-------- Document
Archive for December, 2008


Sorry, Colonel Sanders: The Fricadelle takes it!

December 17, 2008


Have you seen those commercials for the KFC bowls? You know, the ones where they serve mashed potatoes, corn, fried chicken, gravy and cheese all layered together in a big old bowl. Come on, you’ve seen them. Maybe you’ve puzzled over them like I have. Admit it: You’re strangely drawn to them and yet revolted at the same time. They are a paradox… or a conundrum… or maybe even something unholy.

Why? Because all the ingredients in those bowls sound great. I love mashed potatoes. I love corn. I love fried chicken. I love gravy. I love cheese. In some circumstances, I might even combine all of these things before eating them. But there’s something about those bowls… something not quite right.

Well, folks, I have the answer to those bowls for you: Don’t do it. Skip KFC and their suspicious looking “famous bowls.” Stay home, curl up and make my husband’s fricadelle instead.
----------------
◆ **Direction**: Reproduce the blog post about KFC bowls word for word, starting at "December 17, 2008" and ending at "husband’s fricadelle instead.". The data plays no part in this.
-------- Data excerpt
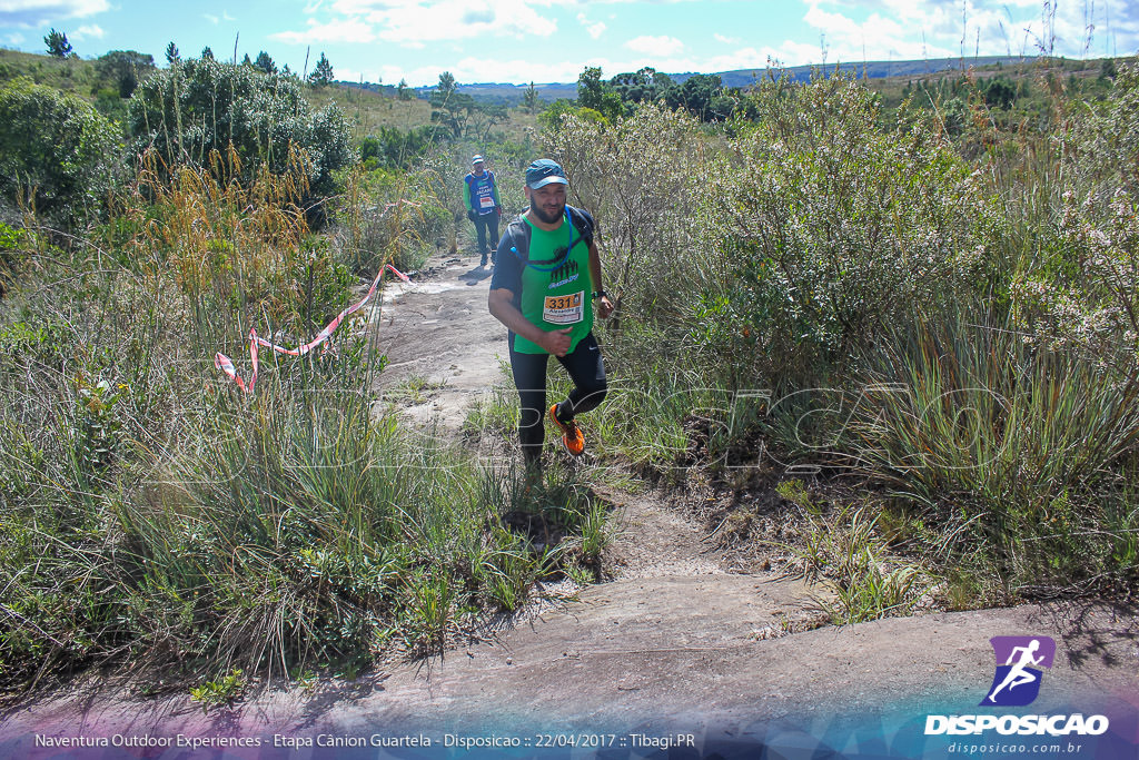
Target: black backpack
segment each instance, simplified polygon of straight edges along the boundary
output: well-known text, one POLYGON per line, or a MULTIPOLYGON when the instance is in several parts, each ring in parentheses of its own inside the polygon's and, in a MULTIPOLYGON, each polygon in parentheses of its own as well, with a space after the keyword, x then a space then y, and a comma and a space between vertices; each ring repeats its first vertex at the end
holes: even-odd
----------------
◆ **Answer to this exercise**:
December 17, 2008


Have you seen those commercials for the KFC bowls? You know, the ones where they serve mashed potatoes, corn, fried chicken, gravy and cheese all layered together in a big old bowl. Come on, you’ve seen them. Maybe you’ve puzzled over them like I have. Admit it: You’re strangely drawn to them and yet revolted at the same time. They are a paradox… or a conundrum… or maybe even something unholy.

Why? Because all the ingredients in those bowls sound great. I love mashed potatoes. I love corn. I love fried chicken. I love gravy. I love cheese. In some circumstances, I might even combine all of these things before eating them. But there’s something about those bowls… something not quite right.

Well, folks, I have the answer to those bowls for you: Don’t do it. Skip KFC and their suspicious looking “famous bowls.” Stay home, curl up and make my husband’s fricadelle instead.